▶ [Work instruction]:
Transcribe the records below line by line, exactly as they read.

[Recorded data Boundary: Start]

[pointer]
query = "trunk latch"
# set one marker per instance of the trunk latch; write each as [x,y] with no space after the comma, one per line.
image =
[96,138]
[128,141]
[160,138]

[Recorded data Boundary: End]

▶ [Task output]:
[pointer]
query = "trunk latch"
# set one marker per instance of the trunk latch; write each as [x,y] with no space after the comma, one per line.
image =
[96,138]
[128,141]
[160,138]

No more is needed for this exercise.